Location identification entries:
------------------------
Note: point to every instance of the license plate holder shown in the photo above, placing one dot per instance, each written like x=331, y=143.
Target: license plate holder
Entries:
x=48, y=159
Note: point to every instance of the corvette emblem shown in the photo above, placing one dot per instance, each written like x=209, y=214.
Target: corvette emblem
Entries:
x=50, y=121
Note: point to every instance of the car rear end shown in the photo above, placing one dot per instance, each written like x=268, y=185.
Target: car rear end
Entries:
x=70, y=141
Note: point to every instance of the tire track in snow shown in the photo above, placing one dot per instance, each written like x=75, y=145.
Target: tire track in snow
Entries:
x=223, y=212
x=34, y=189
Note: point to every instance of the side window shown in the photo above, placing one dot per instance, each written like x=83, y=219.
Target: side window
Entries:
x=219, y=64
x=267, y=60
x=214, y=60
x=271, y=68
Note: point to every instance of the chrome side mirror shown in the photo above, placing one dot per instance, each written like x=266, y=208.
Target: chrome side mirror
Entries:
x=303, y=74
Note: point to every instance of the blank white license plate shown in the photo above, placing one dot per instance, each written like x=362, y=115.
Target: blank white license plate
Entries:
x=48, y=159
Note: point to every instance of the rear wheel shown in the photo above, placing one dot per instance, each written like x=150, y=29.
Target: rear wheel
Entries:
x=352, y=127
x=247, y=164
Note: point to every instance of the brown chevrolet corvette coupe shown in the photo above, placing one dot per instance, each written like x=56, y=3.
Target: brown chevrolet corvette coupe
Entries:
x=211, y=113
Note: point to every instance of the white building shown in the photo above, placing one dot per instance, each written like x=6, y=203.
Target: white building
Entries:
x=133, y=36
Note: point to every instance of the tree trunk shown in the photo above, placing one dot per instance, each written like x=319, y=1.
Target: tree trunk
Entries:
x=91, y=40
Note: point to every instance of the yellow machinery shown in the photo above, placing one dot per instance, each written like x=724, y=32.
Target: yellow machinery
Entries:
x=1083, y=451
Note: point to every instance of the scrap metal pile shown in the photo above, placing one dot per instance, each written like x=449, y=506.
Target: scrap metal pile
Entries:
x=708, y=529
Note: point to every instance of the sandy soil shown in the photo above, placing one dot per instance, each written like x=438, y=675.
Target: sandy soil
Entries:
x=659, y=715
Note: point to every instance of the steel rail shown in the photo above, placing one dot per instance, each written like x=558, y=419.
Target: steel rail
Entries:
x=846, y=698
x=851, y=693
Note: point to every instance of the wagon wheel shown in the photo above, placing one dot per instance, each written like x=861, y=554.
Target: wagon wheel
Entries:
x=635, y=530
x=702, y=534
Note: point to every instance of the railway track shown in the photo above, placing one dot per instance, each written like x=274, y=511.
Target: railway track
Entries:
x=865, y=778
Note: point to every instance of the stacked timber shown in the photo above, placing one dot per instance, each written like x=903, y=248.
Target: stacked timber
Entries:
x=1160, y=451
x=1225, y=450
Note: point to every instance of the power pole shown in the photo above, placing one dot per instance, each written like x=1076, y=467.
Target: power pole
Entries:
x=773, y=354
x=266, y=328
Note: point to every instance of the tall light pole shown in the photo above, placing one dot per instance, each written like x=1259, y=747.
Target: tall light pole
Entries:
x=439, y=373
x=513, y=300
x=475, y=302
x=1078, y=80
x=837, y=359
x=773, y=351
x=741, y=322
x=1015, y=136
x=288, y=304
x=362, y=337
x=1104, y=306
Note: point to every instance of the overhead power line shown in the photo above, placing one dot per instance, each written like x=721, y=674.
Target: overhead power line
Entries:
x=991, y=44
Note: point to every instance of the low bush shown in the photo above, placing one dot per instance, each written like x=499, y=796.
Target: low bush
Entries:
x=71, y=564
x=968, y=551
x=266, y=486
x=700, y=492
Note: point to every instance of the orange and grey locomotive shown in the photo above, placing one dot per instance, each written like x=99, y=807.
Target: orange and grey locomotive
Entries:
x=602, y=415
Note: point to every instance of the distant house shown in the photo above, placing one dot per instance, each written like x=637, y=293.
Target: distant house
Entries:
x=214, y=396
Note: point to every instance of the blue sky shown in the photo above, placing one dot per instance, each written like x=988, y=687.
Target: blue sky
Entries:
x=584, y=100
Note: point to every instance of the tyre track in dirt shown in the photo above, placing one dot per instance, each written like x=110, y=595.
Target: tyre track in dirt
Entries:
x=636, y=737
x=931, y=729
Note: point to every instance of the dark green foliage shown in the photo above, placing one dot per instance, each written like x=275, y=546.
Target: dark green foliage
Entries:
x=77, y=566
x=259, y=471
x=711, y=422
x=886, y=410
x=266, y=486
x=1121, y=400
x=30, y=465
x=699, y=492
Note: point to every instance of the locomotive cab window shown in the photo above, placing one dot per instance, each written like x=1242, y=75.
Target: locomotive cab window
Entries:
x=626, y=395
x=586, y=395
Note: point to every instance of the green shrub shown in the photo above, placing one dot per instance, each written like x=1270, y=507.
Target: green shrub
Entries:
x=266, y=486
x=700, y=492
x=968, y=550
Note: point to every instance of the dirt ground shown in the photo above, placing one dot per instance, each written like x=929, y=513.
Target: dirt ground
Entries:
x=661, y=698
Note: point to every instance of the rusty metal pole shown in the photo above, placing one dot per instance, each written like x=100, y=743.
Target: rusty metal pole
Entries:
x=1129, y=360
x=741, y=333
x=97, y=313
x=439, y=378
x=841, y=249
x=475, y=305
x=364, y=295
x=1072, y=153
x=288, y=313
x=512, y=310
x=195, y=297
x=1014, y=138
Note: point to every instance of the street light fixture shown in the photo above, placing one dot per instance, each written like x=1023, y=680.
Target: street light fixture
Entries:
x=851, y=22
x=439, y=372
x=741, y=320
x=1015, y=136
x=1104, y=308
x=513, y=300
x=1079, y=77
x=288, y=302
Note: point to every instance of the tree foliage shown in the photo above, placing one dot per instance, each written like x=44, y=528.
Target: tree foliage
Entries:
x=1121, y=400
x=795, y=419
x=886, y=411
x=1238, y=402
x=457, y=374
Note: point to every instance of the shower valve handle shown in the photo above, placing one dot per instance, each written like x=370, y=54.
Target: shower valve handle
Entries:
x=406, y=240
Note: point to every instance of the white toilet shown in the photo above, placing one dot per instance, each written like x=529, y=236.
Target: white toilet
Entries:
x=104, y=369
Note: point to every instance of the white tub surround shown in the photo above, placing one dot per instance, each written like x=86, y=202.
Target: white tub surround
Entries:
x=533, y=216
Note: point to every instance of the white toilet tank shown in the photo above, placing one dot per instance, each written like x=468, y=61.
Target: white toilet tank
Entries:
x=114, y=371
------------------------
Output every line of the material above as a JSON list of strings, one string per line, leaving out blank lines.

[
  "Note: point to every instance of the license plate holder shown in the photo above, placing one dot per instance, each written like x=331, y=143.",
  "Target: license plate holder",
  "Entries:",
  "x=48, y=159",
  "Note: point to every instance of the corvette emblem shown in the photo above, placing one dot per instance, each written like x=209, y=214.",
  "Target: corvette emblem",
  "Entries:",
  "x=50, y=121",
  "Note: point to every instance of the car rear end shown in the photo above, placing one dot per instance, each written like x=268, y=185.",
  "Target: car rear end",
  "Entries:",
  "x=70, y=141",
  "Note: point to every instance of the tire track in snow shown in the photo above, placing one dot per instance, each written like x=75, y=145.",
  "Target: tire track in snow",
  "Entries:",
  "x=223, y=212",
  "x=34, y=189",
  "Note: point to every instance of the side window shown in the photo above, placing one dot per instance, each written like x=83, y=219.",
  "Target: side window",
  "Entries:",
  "x=219, y=64",
  "x=267, y=60",
  "x=214, y=60",
  "x=271, y=68",
  "Note: point to every instance of the chrome side mirror shown in the photo above, placing one dot per instance, each written like x=266, y=208.",
  "Target: chrome side mirror",
  "Entries:",
  "x=303, y=74",
  "Note: point to every instance of the blank white license plate shown in the photo above, placing one dot per instance, each written like x=362, y=115.",
  "Target: blank white license plate",
  "Entries:",
  "x=48, y=159",
  "Note: point to every instance of the rear wheel shown in the photo above, placing one dot per instance, each written like x=150, y=29.",
  "Target: rear wheel",
  "Entries:",
  "x=352, y=127",
  "x=247, y=164",
  "Note: point to every instance of the brown chevrolet corvette coupe shown in the photo above, placing one dot per instance, each written like x=56, y=3.",
  "Target: brown chevrolet corvette coupe",
  "Entries:",
  "x=211, y=113",
  "Note: point to every instance of the white building shown in the photo above, placing one dot per instance, each written like x=6, y=203.",
  "Target: white building",
  "Entries:",
  "x=133, y=36",
  "Note: point to every instance of the tree trunk shown in the photo above, placing one dot per instance, each written like x=319, y=1.",
  "Target: tree trunk",
  "Entries:",
  "x=91, y=40",
  "Note: point to every instance of the yellow machinery shown in the photo above, placing one dot per instance, each written like x=724, y=32.",
  "Target: yellow machinery",
  "Entries:",
  "x=1083, y=451",
  "Note: point to every instance of the scrap metal pile shown in the photo above, placing one dot per instance, each written like x=449, y=506.",
  "Target: scrap metal pile",
  "Entries:",
  "x=708, y=529",
  "Note: point to every instance of the sandy soil shown in the photo above, placing one dot per instance, each written like x=438, y=675.",
  "Target: sandy soil",
  "Entries:",
  "x=659, y=715",
  "Note: point to every instance of the steel rail shown in the photo above, placing one dot per instance, each written like x=558, y=419.",
  "Target: steel rail",
  "Entries:",
  "x=846, y=698",
  "x=851, y=693",
  "Note: point to every instance of the wagon wheel shown in the photo above, placing one dot per instance, each written like x=861, y=554.",
  "Target: wagon wheel",
  "Entries:",
  "x=635, y=530",
  "x=702, y=534",
  "Note: point to every instance of the railway track shown in the photo above, placing one dot per instance, each written like x=274, y=511.",
  "Target: railway track",
  "Entries:",
  "x=865, y=778",
  "Note: point to every instance of the stacked timber shown in the photo above, placing one dot per instance, each written like x=903, y=248.",
  "Target: stacked timber",
  "Entries:",
  "x=1160, y=451",
  "x=1225, y=450",
  "Note: point to every instance of the power pole shown in the photo above, placing one dot per instance, each written like x=1076, y=467.",
  "Target: power pole",
  "Entries:",
  "x=773, y=354",
  "x=266, y=328",
  "Note: point to every instance of the tall light pole shown in the photo above, placing one dot per instance, each written like x=1259, y=747.",
  "Target: tall light pole",
  "Entries:",
  "x=439, y=373",
  "x=513, y=300",
  "x=475, y=302",
  "x=1078, y=80",
  "x=837, y=359",
  "x=773, y=351",
  "x=741, y=322",
  "x=1015, y=136",
  "x=288, y=304",
  "x=362, y=337",
  "x=1104, y=306",
  "Note: point to every instance of the overhead power line shown in the photo above, placing one dot per instance, each written like x=721, y=674.",
  "Target: overhead power line",
  "Entries:",
  "x=991, y=44",
  "Note: point to every instance of the low bush shown in the photo above, placing one dot per instance, each written like x=499, y=796.",
  "Target: low bush",
  "Entries:",
  "x=71, y=564",
  "x=968, y=551",
  "x=266, y=486",
  "x=700, y=492",
  "Note: point to every instance of the orange and grey locomotive shown in the photo above, placing one dot per instance, each written like x=99, y=807.",
  "Target: orange and grey locomotive",
  "Entries:",
  "x=602, y=415",
  "Note: point to every instance of the distant house shown in the photo above, placing one dot per instance, each written like x=637, y=293.",
  "Target: distant house",
  "Entries:",
  "x=214, y=396",
  "Note: point to every instance of the blue sky shown in the photo above, placing one dot per instance, each written like x=988, y=687.",
  "Target: blue sky",
  "Entries:",
  "x=584, y=100",
  "Note: point to every instance of the tyre track in dirt shown in the photo above, placing one dot per instance, each written like x=110, y=595.",
  "Target: tyre track in dirt",
  "Entries:",
  "x=636, y=737",
  "x=931, y=729",
  "Note: point to every instance of the dark green foliage shown in the photo above, placing one dot per instance, each written like x=275, y=546.",
  "Target: dark green foliage",
  "Entries:",
  "x=77, y=566",
  "x=259, y=471",
  "x=711, y=422",
  "x=886, y=410",
  "x=266, y=486",
  "x=1121, y=400",
  "x=30, y=465",
  "x=699, y=492",
  "Note: point to every instance of the locomotive cab window shown in the photo above, placing one dot per instance, each written like x=1242, y=75.",
  "Target: locomotive cab window",
  "Entries:",
  "x=626, y=395",
  "x=586, y=395",
  "Note: point to every instance of the green shrub shown in the photo above, placing one dot per instance, each written like x=1270, y=507.",
  "Target: green shrub",
  "Entries:",
  "x=266, y=486",
  "x=700, y=492",
  "x=968, y=550",
  "Note: point to every instance of the dirt ground shown in the photo above, placing one dot per instance, each written like x=929, y=513.",
  "Target: dirt ground",
  "Entries:",
  "x=661, y=698",
  "Note: point to every instance of the rusty metal pole shown in the photo above, placing one dot per instance, each written like x=100, y=743.",
  "Target: rusty metal pole",
  "Entries:",
  "x=1129, y=360",
  "x=741, y=333",
  "x=97, y=313",
  "x=439, y=378",
  "x=841, y=249",
  "x=475, y=305",
  "x=364, y=295",
  "x=1072, y=153",
  "x=288, y=313",
  "x=512, y=310",
  "x=195, y=297",
  "x=1014, y=138",
  "Note: point to every instance of the street light fixture shown in the photo above, placing one dot per instance, each written like x=1023, y=680.",
  "Target: street light fixture",
  "Entries:",
  "x=851, y=22",
  "x=439, y=372",
  "x=741, y=320",
  "x=1015, y=136",
  "x=1104, y=308",
  "x=513, y=300",
  "x=1079, y=77",
  "x=288, y=302",
  "Note: point to every instance of the tree foliage shown in the photo above, placing one dot per instance, each written like x=44, y=528.",
  "Target: tree foliage",
  "Entries:",
  "x=1121, y=400",
  "x=795, y=419",
  "x=886, y=411",
  "x=1238, y=402",
  "x=457, y=374",
  "Note: point to every instance of the shower valve handle shown in the photo above, placing one dot per instance, each written like x=370, y=54.",
  "Target: shower valve handle",
  "Entries:",
  "x=406, y=240",
  "Note: point to every instance of the white toilet shown in the photo above, placing one dot per instance, each written like x=529, y=236.",
  "Target: white toilet",
  "Entries:",
  "x=104, y=369",
  "Note: point to every instance of the white tub surround shown in the photo above, placing one dot per instance, each written like x=86, y=202.",
  "Target: white tub surround",
  "Entries:",
  "x=533, y=216",
  "Note: point to every instance of the white toilet tank shown in the photo above, placing one dot per instance, each written like x=468, y=61.",
  "Target: white toilet tank",
  "Entries:",
  "x=114, y=371"
]